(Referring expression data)
____
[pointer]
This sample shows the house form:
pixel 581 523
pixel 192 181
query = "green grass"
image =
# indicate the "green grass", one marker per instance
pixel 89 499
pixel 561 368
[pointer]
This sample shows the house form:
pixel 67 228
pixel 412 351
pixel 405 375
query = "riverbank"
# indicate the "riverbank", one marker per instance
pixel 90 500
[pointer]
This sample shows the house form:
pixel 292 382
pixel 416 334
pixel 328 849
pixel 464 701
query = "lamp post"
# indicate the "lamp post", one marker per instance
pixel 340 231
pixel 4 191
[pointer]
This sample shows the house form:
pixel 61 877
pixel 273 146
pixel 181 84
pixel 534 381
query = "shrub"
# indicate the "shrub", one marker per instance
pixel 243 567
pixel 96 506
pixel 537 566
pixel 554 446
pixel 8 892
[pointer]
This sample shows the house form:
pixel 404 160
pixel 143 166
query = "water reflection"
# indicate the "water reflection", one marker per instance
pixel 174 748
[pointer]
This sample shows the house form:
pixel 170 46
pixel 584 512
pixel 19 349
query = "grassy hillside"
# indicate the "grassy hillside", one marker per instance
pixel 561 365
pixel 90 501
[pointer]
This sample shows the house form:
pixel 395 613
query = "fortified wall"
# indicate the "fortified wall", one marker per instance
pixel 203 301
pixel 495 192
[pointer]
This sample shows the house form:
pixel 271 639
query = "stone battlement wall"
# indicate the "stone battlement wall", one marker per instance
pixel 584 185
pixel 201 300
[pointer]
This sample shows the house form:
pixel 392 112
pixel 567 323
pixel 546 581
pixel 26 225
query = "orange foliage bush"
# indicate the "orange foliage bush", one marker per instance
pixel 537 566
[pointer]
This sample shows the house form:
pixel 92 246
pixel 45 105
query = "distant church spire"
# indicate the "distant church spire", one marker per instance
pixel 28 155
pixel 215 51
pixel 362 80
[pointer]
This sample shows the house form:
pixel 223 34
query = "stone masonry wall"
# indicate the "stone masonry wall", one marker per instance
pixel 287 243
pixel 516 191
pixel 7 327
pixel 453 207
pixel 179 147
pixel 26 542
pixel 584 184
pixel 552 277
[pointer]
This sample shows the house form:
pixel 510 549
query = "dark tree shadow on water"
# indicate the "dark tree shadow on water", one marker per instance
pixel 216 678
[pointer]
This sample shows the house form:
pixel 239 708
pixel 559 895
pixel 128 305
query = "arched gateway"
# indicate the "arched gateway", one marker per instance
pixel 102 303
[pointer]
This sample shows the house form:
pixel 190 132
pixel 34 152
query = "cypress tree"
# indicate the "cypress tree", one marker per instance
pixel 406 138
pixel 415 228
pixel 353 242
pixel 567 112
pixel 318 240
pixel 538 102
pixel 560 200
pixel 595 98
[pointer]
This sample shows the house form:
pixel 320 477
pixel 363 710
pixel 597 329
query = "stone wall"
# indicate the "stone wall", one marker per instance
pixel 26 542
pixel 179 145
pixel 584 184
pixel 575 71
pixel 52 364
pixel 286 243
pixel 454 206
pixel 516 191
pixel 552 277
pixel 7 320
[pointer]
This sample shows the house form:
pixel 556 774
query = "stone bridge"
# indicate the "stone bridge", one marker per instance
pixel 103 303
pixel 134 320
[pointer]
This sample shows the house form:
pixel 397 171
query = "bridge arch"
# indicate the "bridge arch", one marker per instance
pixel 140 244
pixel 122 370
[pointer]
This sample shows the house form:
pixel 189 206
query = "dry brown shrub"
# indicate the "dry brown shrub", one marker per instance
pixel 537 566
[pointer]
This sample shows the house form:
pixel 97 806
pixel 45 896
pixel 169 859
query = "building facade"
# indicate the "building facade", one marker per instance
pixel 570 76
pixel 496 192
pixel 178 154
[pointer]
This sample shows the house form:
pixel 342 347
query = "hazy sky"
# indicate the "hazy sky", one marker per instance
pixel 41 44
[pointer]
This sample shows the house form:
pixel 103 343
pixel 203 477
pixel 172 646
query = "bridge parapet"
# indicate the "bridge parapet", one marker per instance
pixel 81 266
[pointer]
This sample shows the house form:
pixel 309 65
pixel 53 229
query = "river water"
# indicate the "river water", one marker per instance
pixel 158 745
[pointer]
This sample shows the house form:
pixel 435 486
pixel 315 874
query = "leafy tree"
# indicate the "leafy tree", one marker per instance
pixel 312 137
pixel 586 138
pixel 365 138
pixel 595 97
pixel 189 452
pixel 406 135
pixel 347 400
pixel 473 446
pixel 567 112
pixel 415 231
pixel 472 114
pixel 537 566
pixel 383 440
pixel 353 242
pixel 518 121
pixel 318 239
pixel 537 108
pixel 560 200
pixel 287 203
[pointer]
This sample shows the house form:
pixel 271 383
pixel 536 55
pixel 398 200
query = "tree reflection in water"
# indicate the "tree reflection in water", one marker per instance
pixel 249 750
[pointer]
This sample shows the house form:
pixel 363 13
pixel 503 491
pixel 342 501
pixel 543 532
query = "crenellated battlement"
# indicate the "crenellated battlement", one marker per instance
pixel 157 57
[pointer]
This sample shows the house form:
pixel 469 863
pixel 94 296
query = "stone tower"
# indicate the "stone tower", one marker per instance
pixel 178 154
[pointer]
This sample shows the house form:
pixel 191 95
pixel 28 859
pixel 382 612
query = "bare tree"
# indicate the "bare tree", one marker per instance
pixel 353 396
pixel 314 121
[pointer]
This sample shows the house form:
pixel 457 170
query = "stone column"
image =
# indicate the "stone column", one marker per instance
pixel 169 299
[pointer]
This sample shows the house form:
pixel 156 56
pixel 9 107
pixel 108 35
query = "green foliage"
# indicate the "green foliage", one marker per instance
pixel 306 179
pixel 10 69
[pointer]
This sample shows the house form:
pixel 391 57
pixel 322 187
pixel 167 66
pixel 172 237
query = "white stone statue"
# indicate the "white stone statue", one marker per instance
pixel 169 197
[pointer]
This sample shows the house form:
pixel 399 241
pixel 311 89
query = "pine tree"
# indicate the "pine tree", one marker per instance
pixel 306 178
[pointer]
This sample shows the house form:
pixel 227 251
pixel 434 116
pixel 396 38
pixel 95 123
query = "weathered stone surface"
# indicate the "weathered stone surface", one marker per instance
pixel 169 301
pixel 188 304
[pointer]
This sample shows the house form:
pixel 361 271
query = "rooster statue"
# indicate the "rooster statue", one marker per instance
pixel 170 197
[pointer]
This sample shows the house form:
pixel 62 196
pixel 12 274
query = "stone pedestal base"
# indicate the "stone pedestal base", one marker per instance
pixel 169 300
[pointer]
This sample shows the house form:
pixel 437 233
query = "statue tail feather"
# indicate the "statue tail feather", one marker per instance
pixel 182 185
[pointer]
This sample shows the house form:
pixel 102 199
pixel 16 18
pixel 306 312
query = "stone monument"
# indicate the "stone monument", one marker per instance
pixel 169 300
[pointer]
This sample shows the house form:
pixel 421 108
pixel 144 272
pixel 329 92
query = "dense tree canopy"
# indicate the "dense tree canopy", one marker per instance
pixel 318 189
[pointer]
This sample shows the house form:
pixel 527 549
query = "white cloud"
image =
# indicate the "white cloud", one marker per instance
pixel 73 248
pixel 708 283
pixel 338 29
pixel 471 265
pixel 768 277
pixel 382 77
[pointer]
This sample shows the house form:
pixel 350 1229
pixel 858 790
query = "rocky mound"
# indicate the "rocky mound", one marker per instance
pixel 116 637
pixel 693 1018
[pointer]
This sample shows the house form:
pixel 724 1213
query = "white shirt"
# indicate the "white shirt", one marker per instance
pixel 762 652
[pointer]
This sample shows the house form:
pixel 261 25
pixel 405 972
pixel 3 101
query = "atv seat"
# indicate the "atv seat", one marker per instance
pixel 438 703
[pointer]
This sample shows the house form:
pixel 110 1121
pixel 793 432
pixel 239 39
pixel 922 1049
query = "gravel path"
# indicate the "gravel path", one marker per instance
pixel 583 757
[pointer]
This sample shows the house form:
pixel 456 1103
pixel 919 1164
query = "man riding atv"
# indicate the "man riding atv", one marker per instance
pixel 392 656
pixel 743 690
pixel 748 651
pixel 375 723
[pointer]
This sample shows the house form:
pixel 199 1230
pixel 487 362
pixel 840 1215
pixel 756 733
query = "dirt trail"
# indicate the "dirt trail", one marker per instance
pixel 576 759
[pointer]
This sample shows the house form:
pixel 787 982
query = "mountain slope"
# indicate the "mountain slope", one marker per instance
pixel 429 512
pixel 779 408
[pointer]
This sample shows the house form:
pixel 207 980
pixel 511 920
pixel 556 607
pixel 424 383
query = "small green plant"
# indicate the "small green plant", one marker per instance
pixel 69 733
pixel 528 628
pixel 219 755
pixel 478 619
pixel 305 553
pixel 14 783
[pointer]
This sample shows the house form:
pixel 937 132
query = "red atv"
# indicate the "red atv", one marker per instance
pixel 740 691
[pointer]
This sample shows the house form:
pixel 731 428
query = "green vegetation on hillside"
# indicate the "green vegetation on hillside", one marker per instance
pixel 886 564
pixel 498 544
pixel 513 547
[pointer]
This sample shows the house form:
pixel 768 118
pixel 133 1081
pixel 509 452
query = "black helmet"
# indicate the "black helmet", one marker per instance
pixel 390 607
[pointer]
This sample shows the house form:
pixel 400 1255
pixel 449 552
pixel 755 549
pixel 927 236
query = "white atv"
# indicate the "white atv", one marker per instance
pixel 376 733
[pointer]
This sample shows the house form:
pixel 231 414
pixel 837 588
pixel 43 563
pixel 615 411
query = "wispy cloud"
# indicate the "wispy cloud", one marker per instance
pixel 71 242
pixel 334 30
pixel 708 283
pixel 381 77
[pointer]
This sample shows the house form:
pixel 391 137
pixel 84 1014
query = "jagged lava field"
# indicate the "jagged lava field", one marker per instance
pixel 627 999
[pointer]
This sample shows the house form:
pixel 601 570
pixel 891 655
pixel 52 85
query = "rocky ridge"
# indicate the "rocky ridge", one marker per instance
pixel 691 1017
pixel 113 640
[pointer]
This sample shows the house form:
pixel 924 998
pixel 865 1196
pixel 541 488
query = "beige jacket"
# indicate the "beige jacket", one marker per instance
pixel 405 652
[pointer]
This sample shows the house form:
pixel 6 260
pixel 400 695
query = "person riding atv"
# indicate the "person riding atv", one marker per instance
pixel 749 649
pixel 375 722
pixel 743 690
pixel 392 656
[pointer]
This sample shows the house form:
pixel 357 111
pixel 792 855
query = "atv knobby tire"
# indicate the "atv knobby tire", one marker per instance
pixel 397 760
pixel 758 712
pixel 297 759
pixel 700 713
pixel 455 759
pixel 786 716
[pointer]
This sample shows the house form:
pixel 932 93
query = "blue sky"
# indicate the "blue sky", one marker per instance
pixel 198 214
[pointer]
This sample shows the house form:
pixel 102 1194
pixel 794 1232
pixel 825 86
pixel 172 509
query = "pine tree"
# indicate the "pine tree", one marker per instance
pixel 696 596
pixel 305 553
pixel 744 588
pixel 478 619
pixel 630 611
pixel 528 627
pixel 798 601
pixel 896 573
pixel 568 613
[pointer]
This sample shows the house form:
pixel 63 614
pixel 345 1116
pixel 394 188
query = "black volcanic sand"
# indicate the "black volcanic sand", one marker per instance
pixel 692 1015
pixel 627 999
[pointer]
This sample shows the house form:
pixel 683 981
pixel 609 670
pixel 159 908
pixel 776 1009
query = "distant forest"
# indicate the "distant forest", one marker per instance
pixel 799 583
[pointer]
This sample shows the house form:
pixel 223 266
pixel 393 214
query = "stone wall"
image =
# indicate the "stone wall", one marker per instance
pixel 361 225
____
#### [ABOUT THIS EXERCISE]
Retype exactly the lines from the start of the entries through the one with "pixel 19 349"; include both ends.

#### [RESPONSE AREA]
[pointer]
This sample shows the house form:
pixel 581 523
pixel 192 181
query = "green grass"
image =
# indicate the "green grass", one marker per instance
pixel 89 499
pixel 561 368
[pointer]
This sample shows the house form:
pixel 67 228
pixel 412 351
pixel 405 375
query = "riverbank"
# indicate the "riverbank", one marker per instance
pixel 90 500
[pointer]
This sample shows the house form:
pixel 292 382
pixel 416 334
pixel 328 849
pixel 464 701
query = "lamp post"
# indicate the "lamp post", one marker per instance
pixel 340 231
pixel 4 191
[pointer]
This sample shows the house form:
pixel 61 877
pixel 273 146
pixel 181 84
pixel 534 381
query = "shrub"
# indicate the "shrub", one marker per instance
pixel 243 567
pixel 96 506
pixel 537 566
pixel 554 446
pixel 8 892
[pointer]
This sample shows the house form:
pixel 404 160
pixel 143 166
query = "water reflection"
# indicate the "water reflection", one marker per instance
pixel 174 748
[pointer]
This sample shows the house form:
pixel 170 46
pixel 584 512
pixel 19 349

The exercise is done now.